_Source extract_:
Fact checked byShenaz Bagha

Although chimeric antigen receptor T-cell therapy has raised hopes for long-term remission in autoimmune disease, it has several limitations that may be overcome instead through bispecific T-cell-engaging antibodies, according to a speaker.

“There is a whole other world out there that doesn’t require cell engineering and that allows us to maybe think about alternative strategies to tailor therapeutics to our patients’ needs specifically,” Maximilian F. Konig, MD, assistant professor of medicine at Johns Hopkins University, told attendees at the Cleveland Clinic Basic and Clinical Immunology for the Busy Clinician symposium.

"There is a whole other world out there that doesn't require cell engineering," Maximilian F. Konig, MD, said.

CAR T-cell therapies have shown unprecedented efficacy in several autoimmune diseases, so far yielding several years of drug-free remission in lupus, rheumatoid arthritis and other conditions. However, the process — involving the collection of patients’ T cells, followed by multiple steps to genetically engineer and multiply them for reinfusion — is “quite a significant task,” Konig said.

He instead discussed an alternative that, like CAR T-cell therapies, first emerged from immuno-oncology — bispecific T-cell engaging antibodies. Describing them as “an antibody on steroids,” Konig said they consist of two arms: one that binds to a target cell, such as a B cell, and one that binds to an immune effector cell, such as a T cell.

_Data records_:
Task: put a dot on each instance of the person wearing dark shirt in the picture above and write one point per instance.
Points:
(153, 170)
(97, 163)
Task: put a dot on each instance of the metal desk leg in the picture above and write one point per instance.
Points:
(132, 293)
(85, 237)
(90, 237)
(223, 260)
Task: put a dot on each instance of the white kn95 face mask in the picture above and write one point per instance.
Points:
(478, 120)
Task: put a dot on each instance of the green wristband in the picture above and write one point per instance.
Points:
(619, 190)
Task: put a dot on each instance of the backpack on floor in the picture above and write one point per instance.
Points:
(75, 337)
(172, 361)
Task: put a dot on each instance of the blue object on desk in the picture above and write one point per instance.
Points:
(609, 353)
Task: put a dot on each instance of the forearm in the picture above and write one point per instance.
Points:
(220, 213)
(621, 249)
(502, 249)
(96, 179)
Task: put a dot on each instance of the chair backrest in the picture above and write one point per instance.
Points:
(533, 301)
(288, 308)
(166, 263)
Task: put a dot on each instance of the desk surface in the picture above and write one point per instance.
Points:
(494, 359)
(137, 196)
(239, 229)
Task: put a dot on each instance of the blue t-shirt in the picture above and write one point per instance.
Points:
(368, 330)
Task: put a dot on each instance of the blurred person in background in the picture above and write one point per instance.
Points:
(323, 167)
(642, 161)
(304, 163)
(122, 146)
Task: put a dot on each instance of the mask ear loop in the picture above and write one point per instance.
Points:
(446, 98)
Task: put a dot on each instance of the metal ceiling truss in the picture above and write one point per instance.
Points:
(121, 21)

_Exercise requirements_: Copy out the passage on T-cell therapies from "Although chimeric antigen" to "Busy Clinician symposium.". These items have no connection to the passage on T-cell therapies.

_Answer_:
Although chimeric antigen receptor T-cell therapy has raised hopes for long-term remission in autoimmune disease, it has several limitations that may be overcome instead through bispecific T-cell-engaging antibodies, according to a speaker.

“There is a whole other world out there that doesn’t require cell engineering and that allows us to maybe think about alternative strategies to tailor therapeutics to our patients’ needs specifically,” Maximilian F. Konig, MD, assistant professor of medicine at Johns Hopkins University, told attendees at the Cleveland Clinic Basic and Clinical Immunology for the Busy Clinician symposium.